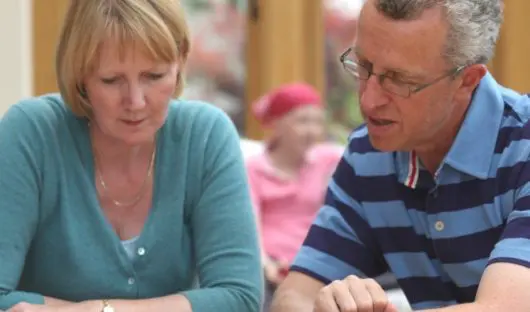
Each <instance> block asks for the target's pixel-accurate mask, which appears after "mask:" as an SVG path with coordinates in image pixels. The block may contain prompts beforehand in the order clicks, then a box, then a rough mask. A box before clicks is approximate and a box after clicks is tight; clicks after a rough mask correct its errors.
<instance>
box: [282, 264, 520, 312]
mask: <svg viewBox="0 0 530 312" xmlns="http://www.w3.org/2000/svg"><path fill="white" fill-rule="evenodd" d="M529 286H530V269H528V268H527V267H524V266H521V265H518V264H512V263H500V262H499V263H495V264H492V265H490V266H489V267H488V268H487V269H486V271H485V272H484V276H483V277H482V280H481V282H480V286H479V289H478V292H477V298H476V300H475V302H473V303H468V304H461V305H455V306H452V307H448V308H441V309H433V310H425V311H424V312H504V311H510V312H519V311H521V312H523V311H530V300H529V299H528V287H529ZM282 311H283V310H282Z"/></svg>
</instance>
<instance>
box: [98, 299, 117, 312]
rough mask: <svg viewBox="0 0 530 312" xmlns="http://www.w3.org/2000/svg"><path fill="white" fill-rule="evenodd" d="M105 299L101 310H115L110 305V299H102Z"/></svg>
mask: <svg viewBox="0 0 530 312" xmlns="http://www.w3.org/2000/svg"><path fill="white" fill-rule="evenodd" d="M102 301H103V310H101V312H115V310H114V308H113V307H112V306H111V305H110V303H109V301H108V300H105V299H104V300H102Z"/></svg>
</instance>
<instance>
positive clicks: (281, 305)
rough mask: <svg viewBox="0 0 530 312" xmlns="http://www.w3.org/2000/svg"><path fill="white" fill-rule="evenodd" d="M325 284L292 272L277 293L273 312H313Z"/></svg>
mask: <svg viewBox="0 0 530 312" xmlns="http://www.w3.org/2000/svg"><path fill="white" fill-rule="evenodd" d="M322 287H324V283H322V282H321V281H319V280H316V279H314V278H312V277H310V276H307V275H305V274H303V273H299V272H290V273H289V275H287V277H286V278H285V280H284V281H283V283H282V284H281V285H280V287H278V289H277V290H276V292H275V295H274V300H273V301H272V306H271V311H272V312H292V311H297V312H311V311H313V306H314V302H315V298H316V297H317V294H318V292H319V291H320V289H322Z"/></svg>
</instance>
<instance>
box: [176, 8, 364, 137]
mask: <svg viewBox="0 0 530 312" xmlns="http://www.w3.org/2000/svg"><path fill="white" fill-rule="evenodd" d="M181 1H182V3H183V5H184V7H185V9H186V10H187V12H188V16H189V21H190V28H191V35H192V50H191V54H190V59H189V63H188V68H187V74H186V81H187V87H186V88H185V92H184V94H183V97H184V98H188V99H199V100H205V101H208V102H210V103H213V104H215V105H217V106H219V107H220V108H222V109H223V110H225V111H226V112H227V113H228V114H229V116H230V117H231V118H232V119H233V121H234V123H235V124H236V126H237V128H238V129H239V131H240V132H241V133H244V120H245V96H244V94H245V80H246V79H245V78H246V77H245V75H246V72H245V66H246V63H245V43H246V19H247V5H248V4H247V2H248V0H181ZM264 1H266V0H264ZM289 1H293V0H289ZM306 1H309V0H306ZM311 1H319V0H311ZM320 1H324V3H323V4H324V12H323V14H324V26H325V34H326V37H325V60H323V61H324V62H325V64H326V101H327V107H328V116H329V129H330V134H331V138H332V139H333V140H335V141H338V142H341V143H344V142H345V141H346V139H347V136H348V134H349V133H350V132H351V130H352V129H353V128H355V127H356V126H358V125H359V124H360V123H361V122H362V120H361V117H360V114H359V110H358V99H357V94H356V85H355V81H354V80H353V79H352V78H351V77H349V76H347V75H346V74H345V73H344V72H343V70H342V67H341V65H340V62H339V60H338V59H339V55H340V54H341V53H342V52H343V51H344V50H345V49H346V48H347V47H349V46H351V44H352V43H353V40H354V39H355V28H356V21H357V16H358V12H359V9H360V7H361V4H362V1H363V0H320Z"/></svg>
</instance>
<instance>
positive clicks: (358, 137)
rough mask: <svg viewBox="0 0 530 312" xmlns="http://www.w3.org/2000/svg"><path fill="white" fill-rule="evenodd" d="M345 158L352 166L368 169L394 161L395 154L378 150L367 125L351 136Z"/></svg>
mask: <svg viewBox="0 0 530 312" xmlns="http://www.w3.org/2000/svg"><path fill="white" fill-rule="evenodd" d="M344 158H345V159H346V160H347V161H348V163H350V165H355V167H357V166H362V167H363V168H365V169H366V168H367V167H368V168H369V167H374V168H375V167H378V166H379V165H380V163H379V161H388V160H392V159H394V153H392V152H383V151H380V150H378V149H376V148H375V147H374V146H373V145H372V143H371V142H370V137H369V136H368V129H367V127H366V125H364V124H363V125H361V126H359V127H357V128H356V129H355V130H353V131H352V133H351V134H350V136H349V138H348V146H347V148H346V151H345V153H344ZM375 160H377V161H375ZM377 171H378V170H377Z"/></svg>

---

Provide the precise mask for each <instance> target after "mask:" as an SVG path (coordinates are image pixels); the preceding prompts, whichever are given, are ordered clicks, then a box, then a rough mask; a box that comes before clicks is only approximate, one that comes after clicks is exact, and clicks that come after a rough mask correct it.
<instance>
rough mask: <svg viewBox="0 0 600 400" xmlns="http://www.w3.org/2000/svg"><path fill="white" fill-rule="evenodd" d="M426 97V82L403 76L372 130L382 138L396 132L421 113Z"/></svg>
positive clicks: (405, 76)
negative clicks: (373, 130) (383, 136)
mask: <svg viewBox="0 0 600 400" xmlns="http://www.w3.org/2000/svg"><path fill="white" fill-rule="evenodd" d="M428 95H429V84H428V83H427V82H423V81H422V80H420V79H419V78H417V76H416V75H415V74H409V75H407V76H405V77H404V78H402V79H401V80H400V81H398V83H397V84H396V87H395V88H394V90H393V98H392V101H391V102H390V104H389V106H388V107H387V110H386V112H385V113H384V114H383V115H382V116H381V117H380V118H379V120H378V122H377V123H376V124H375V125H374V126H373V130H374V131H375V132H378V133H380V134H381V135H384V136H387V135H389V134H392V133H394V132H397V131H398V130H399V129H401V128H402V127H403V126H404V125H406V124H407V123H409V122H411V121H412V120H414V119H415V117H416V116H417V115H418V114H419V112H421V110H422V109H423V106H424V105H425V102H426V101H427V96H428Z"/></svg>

- Work item
Return the lines of the records above verbatim, starting at the line that contains "Each <instance> block" and ending at the line that contains "box: [282, 264, 520, 312]", with both of those lines included.

- Reply to the exercise
Each <instance> block asks for the target's pixel-accurate mask, which appears after "mask:" as an SVG path with coordinates in image pixels. The block may contain prompts beforehand in the order clicks, then a box, then a rough mask. A box before clicks is approximate and a box after clicks is tight; clicks after a rough mask correct its errors.
<instance>
box: [282, 264, 520, 312]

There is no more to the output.